▶ **INPUT DATA**:

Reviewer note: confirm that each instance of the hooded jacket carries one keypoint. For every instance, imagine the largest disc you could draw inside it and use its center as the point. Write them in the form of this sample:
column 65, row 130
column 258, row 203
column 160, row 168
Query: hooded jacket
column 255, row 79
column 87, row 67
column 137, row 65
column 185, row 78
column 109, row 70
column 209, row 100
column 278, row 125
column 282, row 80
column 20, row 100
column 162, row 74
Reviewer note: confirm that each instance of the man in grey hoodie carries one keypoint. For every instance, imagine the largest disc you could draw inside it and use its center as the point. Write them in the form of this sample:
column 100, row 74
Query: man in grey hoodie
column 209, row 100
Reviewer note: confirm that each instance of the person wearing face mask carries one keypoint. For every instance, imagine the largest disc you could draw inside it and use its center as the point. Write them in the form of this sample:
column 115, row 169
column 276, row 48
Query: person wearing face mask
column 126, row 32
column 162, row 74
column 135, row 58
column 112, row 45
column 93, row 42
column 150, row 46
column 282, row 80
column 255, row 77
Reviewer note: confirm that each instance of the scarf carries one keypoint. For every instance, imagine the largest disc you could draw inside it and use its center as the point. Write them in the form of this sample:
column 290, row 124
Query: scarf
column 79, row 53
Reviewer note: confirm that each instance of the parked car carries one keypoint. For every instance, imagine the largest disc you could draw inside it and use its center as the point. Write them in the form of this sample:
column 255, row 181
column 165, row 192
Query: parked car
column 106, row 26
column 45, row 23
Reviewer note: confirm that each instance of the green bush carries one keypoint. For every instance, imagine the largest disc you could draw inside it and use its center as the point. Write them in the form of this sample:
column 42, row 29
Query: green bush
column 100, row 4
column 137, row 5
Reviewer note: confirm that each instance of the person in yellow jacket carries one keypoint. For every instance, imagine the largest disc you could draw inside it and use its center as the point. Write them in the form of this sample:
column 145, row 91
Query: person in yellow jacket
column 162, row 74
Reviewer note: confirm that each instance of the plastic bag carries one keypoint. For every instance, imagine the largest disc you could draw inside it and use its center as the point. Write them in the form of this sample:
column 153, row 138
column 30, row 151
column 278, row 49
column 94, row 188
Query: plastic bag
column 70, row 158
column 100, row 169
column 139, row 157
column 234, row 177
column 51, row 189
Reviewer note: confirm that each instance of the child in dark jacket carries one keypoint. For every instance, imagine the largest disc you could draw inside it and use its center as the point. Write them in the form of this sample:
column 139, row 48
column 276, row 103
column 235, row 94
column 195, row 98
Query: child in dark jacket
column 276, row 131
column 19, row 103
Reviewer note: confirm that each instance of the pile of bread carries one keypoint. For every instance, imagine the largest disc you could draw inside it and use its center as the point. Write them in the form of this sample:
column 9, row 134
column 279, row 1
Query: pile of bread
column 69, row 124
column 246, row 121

▶ **WHAT THE TASK ASKS**: The answer must be the line containing "column 153, row 138" and every line after it to the end of the data, exactly as written.

▶ **YOUR RESPONSE**:
column 153, row 138
column 30, row 151
column 278, row 49
column 94, row 188
Query: plastic bag
column 70, row 158
column 100, row 169
column 139, row 157
column 234, row 177
column 51, row 189
Reviewer note: confirm that each instance of the child in dark jacket carries one keypoint. For every instance, imagine the largest disc you could draw inside it and use its center as the point. Write them in the form of this sample:
column 139, row 48
column 276, row 103
column 235, row 94
column 195, row 98
Query: child in dark jacket
column 276, row 131
column 19, row 103
Reviewer note: confirm that each instance of the pile of bread carries one keypoint. For every instance, imagine the largest disc you could draw inside it and use its center as the point. Write them in the form of this sample:
column 9, row 134
column 279, row 1
Query: pile of bread
column 69, row 124
column 246, row 121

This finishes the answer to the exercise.